__GIVEN ENTRIES__:
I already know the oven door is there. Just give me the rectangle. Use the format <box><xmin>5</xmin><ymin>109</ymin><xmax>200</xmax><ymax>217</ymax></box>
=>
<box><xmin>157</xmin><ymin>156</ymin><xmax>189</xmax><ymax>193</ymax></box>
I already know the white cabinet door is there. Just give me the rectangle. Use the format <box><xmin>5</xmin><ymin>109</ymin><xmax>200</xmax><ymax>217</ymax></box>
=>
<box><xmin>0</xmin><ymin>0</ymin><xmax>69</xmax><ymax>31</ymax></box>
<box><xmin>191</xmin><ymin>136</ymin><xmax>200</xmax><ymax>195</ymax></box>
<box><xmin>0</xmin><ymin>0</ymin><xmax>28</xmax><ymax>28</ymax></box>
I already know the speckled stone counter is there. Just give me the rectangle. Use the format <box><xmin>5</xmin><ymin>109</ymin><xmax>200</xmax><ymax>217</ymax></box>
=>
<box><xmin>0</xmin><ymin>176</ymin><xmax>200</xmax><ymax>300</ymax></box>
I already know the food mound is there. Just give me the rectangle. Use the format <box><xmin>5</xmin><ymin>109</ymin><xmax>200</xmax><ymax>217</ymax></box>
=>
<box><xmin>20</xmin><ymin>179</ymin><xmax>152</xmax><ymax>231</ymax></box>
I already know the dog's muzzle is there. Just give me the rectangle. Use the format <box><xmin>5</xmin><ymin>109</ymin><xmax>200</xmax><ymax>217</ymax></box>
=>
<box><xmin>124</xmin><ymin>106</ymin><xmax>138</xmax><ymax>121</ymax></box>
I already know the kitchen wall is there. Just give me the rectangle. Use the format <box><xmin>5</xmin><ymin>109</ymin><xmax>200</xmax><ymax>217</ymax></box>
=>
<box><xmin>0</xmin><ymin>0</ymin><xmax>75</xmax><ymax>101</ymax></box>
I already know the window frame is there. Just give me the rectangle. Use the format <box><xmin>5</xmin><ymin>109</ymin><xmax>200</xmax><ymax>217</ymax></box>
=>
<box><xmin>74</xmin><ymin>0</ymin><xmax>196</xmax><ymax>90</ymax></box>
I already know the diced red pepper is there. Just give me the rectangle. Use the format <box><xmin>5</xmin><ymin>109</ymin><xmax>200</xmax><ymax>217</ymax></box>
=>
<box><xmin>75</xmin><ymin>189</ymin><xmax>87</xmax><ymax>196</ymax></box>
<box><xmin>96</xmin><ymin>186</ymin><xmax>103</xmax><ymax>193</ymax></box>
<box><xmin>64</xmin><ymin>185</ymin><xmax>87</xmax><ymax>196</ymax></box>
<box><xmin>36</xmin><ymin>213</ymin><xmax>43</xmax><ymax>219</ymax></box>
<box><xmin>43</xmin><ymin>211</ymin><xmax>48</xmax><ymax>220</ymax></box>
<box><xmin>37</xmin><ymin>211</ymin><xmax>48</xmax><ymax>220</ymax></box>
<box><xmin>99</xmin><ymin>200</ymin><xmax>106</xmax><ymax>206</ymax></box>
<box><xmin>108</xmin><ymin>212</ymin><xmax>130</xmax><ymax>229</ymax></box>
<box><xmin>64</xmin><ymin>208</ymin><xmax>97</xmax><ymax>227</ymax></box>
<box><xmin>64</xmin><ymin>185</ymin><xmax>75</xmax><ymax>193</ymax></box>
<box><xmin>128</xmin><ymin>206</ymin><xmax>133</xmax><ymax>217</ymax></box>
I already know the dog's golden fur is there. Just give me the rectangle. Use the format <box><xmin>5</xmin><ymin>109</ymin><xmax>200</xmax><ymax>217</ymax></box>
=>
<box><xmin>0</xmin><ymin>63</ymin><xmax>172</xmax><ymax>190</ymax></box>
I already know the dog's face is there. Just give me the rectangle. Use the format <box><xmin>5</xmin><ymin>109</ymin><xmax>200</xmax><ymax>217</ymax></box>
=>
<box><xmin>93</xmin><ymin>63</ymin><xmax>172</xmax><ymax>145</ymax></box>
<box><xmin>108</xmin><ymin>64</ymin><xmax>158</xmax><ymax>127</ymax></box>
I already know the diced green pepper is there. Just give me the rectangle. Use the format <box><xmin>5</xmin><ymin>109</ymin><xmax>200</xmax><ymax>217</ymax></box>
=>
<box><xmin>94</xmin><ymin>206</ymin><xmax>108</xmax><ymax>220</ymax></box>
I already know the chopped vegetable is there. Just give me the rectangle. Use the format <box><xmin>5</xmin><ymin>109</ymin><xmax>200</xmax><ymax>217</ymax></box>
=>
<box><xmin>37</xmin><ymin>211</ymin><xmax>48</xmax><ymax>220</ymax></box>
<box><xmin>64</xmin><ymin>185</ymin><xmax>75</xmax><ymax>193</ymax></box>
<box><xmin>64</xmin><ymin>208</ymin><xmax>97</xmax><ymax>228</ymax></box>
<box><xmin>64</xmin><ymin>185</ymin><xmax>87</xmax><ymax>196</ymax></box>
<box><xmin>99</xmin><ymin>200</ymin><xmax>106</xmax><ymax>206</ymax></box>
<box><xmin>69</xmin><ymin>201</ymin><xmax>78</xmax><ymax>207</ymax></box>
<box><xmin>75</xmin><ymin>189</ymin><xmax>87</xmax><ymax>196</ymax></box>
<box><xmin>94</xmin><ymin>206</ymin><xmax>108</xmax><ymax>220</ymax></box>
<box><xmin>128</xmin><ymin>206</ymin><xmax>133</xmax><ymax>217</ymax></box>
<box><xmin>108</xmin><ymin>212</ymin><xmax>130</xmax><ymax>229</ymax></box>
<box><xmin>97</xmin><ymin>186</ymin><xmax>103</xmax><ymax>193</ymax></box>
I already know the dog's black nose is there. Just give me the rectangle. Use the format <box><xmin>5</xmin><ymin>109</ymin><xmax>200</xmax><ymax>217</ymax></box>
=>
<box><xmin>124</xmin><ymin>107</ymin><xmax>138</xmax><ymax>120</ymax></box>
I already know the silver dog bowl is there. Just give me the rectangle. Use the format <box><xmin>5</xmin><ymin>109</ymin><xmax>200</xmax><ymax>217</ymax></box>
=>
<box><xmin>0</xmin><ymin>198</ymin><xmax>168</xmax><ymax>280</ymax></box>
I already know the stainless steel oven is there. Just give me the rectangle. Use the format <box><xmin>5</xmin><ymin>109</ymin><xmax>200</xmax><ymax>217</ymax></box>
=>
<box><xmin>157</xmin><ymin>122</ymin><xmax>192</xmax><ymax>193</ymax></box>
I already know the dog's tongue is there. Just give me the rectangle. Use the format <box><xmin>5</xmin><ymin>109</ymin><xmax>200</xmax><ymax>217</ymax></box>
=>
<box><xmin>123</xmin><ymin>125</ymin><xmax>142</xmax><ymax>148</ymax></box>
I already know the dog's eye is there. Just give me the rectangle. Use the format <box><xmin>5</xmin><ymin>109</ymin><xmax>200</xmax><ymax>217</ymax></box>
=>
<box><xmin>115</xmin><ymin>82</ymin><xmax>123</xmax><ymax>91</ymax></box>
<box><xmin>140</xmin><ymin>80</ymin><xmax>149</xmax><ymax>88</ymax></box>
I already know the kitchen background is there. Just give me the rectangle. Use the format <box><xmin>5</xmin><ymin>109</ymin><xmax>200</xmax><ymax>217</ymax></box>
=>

__WORK INSTRUCTIONS__: Arrange the listing above as a Markdown table with the columns Row and Line: one row per line, numbered in order, with blank lines omitted.

__WRITTEN SOLUTION__:
| Row | Line |
|---|---|
| 1 | I already know the oven door is there. Just give me the rectangle. Use the format <box><xmin>5</xmin><ymin>109</ymin><xmax>200</xmax><ymax>217</ymax></box> |
| 2 | => |
| 3 | <box><xmin>157</xmin><ymin>156</ymin><xmax>189</xmax><ymax>193</ymax></box> |
| 4 | I already know the white cabinet door is there. Just give me the rectangle. Use the format <box><xmin>5</xmin><ymin>109</ymin><xmax>200</xmax><ymax>217</ymax></box> |
| 5 | => |
| 6 | <box><xmin>0</xmin><ymin>0</ymin><xmax>69</xmax><ymax>31</ymax></box> |
| 7 | <box><xmin>191</xmin><ymin>136</ymin><xmax>200</xmax><ymax>195</ymax></box> |
| 8 | <box><xmin>0</xmin><ymin>0</ymin><xmax>28</xmax><ymax>28</ymax></box> |
| 9 | I already know the speckled stone counter is there. Just give me the rectangle. Use the format <box><xmin>5</xmin><ymin>109</ymin><xmax>200</xmax><ymax>217</ymax></box> |
| 10 | => |
| 11 | <box><xmin>0</xmin><ymin>176</ymin><xmax>200</xmax><ymax>300</ymax></box> |
| 12 | I already know the food mound is there. Just give me the rectangle. Use the format <box><xmin>5</xmin><ymin>109</ymin><xmax>200</xmax><ymax>217</ymax></box> |
| 13 | => |
| 14 | <box><xmin>20</xmin><ymin>179</ymin><xmax>152</xmax><ymax>231</ymax></box> |
| 15 | I already know the dog's muzzle is there. Just give me the rectangle. Use the format <box><xmin>5</xmin><ymin>109</ymin><xmax>200</xmax><ymax>217</ymax></box> |
| 16 | => |
| 17 | <box><xmin>124</xmin><ymin>106</ymin><xmax>138</xmax><ymax>121</ymax></box> |
| 18 | I already know the kitchen wall is there. Just give me the rectangle. Use the format <box><xmin>5</xmin><ymin>109</ymin><xmax>200</xmax><ymax>217</ymax></box> |
| 19 | => |
| 20 | <box><xmin>0</xmin><ymin>0</ymin><xmax>75</xmax><ymax>101</ymax></box> |
| 21 | I already know the window frame is there. Just give me the rectangle. Use the format <box><xmin>5</xmin><ymin>109</ymin><xmax>200</xmax><ymax>217</ymax></box> |
| 22 | => |
| 23 | <box><xmin>74</xmin><ymin>0</ymin><xmax>196</xmax><ymax>90</ymax></box> |
| 24 | I already know the diced red pepper is there. Just give me the rectangle. Use the format <box><xmin>5</xmin><ymin>109</ymin><xmax>200</xmax><ymax>217</ymax></box> |
| 25 | => |
| 26 | <box><xmin>75</xmin><ymin>189</ymin><xmax>87</xmax><ymax>196</ymax></box> |
| 27 | <box><xmin>96</xmin><ymin>186</ymin><xmax>103</xmax><ymax>193</ymax></box> |
| 28 | <box><xmin>64</xmin><ymin>185</ymin><xmax>87</xmax><ymax>196</ymax></box> |
| 29 | <box><xmin>36</xmin><ymin>213</ymin><xmax>43</xmax><ymax>219</ymax></box> |
| 30 | <box><xmin>43</xmin><ymin>211</ymin><xmax>48</xmax><ymax>220</ymax></box> |
| 31 | <box><xmin>37</xmin><ymin>211</ymin><xmax>48</xmax><ymax>220</ymax></box> |
| 32 | <box><xmin>99</xmin><ymin>200</ymin><xmax>106</xmax><ymax>206</ymax></box> |
| 33 | <box><xmin>108</xmin><ymin>212</ymin><xmax>130</xmax><ymax>229</ymax></box> |
| 34 | <box><xmin>64</xmin><ymin>208</ymin><xmax>97</xmax><ymax>227</ymax></box> |
| 35 | <box><xmin>64</xmin><ymin>185</ymin><xmax>75</xmax><ymax>193</ymax></box> |
| 36 | <box><xmin>128</xmin><ymin>206</ymin><xmax>133</xmax><ymax>217</ymax></box> |
| 37 | I already know the dog's golden fur is there. Just give me the rectangle. Use the format <box><xmin>5</xmin><ymin>109</ymin><xmax>200</xmax><ymax>217</ymax></box> |
| 38 | => |
| 39 | <box><xmin>0</xmin><ymin>63</ymin><xmax>172</xmax><ymax>190</ymax></box> |
| 40 | I already know the dog's face is there. Just give me the rectangle. Use the format <box><xmin>5</xmin><ymin>109</ymin><xmax>200</xmax><ymax>217</ymax></box> |
| 41 | => |
| 42 | <box><xmin>93</xmin><ymin>63</ymin><xmax>172</xmax><ymax>145</ymax></box> |
| 43 | <box><xmin>108</xmin><ymin>64</ymin><xmax>158</xmax><ymax>127</ymax></box> |
| 44 | I already know the diced green pepper is there. Just give me the rectangle. Use the format <box><xmin>5</xmin><ymin>109</ymin><xmax>200</xmax><ymax>217</ymax></box> |
| 45 | => |
| 46 | <box><xmin>94</xmin><ymin>206</ymin><xmax>108</xmax><ymax>220</ymax></box> |
| 47 | I already know the chopped vegetable is there. Just give me the rectangle. Use the format <box><xmin>5</xmin><ymin>109</ymin><xmax>200</xmax><ymax>217</ymax></box> |
| 48 | => |
| 49 | <box><xmin>37</xmin><ymin>211</ymin><xmax>48</xmax><ymax>220</ymax></box> |
| 50 | <box><xmin>64</xmin><ymin>185</ymin><xmax>75</xmax><ymax>193</ymax></box> |
| 51 | <box><xmin>64</xmin><ymin>208</ymin><xmax>97</xmax><ymax>228</ymax></box> |
| 52 | <box><xmin>64</xmin><ymin>185</ymin><xmax>87</xmax><ymax>196</ymax></box> |
| 53 | <box><xmin>99</xmin><ymin>200</ymin><xmax>106</xmax><ymax>206</ymax></box> |
| 54 | <box><xmin>69</xmin><ymin>201</ymin><xmax>78</xmax><ymax>207</ymax></box> |
| 55 | <box><xmin>75</xmin><ymin>189</ymin><xmax>87</xmax><ymax>196</ymax></box> |
| 56 | <box><xmin>94</xmin><ymin>206</ymin><xmax>108</xmax><ymax>220</ymax></box> |
| 57 | <box><xmin>128</xmin><ymin>206</ymin><xmax>133</xmax><ymax>217</ymax></box> |
| 58 | <box><xmin>108</xmin><ymin>212</ymin><xmax>130</xmax><ymax>229</ymax></box> |
| 59 | <box><xmin>97</xmin><ymin>186</ymin><xmax>103</xmax><ymax>193</ymax></box> |
| 60 | I already know the dog's black nose is there. Just give me the rectangle. Use the format <box><xmin>5</xmin><ymin>109</ymin><xmax>200</xmax><ymax>217</ymax></box> |
| 61 | => |
| 62 | <box><xmin>124</xmin><ymin>107</ymin><xmax>138</xmax><ymax>120</ymax></box> |
| 63 | I already know the silver dog bowl is there. Just give me the rectangle. Use the format <box><xmin>5</xmin><ymin>109</ymin><xmax>200</xmax><ymax>217</ymax></box> |
| 64 | => |
| 65 | <box><xmin>0</xmin><ymin>198</ymin><xmax>168</xmax><ymax>280</ymax></box> |
| 66 | I already know the stainless steel oven is there. Just give me the rectangle. Use the format <box><xmin>5</xmin><ymin>109</ymin><xmax>200</xmax><ymax>217</ymax></box> |
| 67 | => |
| 68 | <box><xmin>157</xmin><ymin>122</ymin><xmax>192</xmax><ymax>193</ymax></box> |
| 69 | I already know the dog's tongue is there. Just give me the rectangle. Use the format <box><xmin>5</xmin><ymin>109</ymin><xmax>200</xmax><ymax>217</ymax></box> |
| 70 | => |
| 71 | <box><xmin>123</xmin><ymin>125</ymin><xmax>142</xmax><ymax>148</ymax></box> |
| 72 | I already know the dog's eye is there. Just give me the rectangle. Use the format <box><xmin>5</xmin><ymin>109</ymin><xmax>200</xmax><ymax>217</ymax></box> |
| 73 | => |
| 74 | <box><xmin>115</xmin><ymin>82</ymin><xmax>123</xmax><ymax>91</ymax></box> |
| 75 | <box><xmin>140</xmin><ymin>80</ymin><xmax>149</xmax><ymax>88</ymax></box> |
| 76 | I already know the kitchen background is there. Just give me the rectangle. Use the format <box><xmin>5</xmin><ymin>109</ymin><xmax>200</xmax><ymax>217</ymax></box> |
| 77 | => |